Excerpted text:
= = = = = = =
The Best Companies to Invest in: 3 Tips to Finding a Great CEO

In Rule #1 Investing, one of the things we look for when we’re trying to really understand what the best companies to invest in are is the management of the company. What we try to find is a really great CEO. Follow these 3 tips to find qualities of a great CEO, who you would be happy to own a piece of the company.

How to Find the Best Companies to Invest in by Looking at the Management

In finding good companies to invest in we look at the management team to make sure that we really like the managers and we look at margin of safety.

The management team is really important to see that the company is going to be the kind of company we want to be an owner of. Does that CEO in particular connect with us as a great CEO?

1) Is the CEO an Owner of the Company?

An owner is somebody who founded this company like the guys that are doing Chipotle Grill, or Apple Computer. These guys that moved into the market at such an early stage in the company they are essentially founders. Were looking for someone who is deeply connected where they’re sort of sitting on the same side of the table as us. They have a lot of stock and they don’t make a lot of money, unless we make a lot of money.

2) Does the CEO Put Others First?

The second thing we look for is the CEO’s compensation scheme. This drives me nuts that some CEOs in big companies have decided to just pay themselves more and more money every year that isn’t really anything close to what they’re worth. These compensation schemes that have been put together make these guys vastly wealthy, like kingdom level of wealthy, by the time they have been with these companies for five or six years, and that’s insane.

This means that the CEO has a value set that’s more oriented toward his or her self than they should have as a leader. A leader, in my point of view is someone who is out there putting the rest of the troops first.

I learned how to be a leader at the school of hard knocks in Fort Benning Georgia in the infantry. They basically said, “You’re going to be an officer young lieutenent. You’re going to eat last. You’re going to get up first. You’re going to go to bed last. Your men are going to take care of their equipment first, then you take care of yours.” Everything is done for the troops first and then you do what you have to do.
= = = = = = =
Material:
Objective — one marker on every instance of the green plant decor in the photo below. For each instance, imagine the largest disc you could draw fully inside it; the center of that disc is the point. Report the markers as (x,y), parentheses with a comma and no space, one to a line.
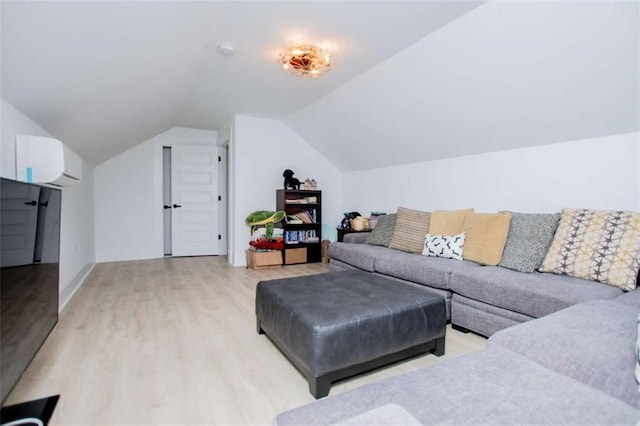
(266,218)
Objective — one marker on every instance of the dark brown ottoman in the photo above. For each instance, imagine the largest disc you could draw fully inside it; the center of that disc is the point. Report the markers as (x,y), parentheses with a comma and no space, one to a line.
= = = = = = =
Required actions:
• 1. From the article on finding a great CEO, reproduce the passage that begins at the words "The management team is" and stops after the words "Put Others First?".
• 2. According to the article on finding a great CEO, where did the author learn how to be a leader?

The solutions:
• 1.
The management team is really important to see that the company is going to be the kind of company we want to be an owner of. Does that CEO in particular connect with us as a great CEO?

1) Is the CEO an Owner of the Company?

An owner is somebody who founded this company like the guys that are doing Chipotle Grill, or Apple Computer. These guys that moved into the market at such an early stage in the company they are essentially founders. Were looking for someone who is deeply connected where they’re sort of sitting on the same side of the table as us. They have a lot of stock and they don’t make a lot of money, unless we make a lot of money.

2) Does the CEO Put Others First?

• 2. At Fort Benning, Georgia, in the infantry.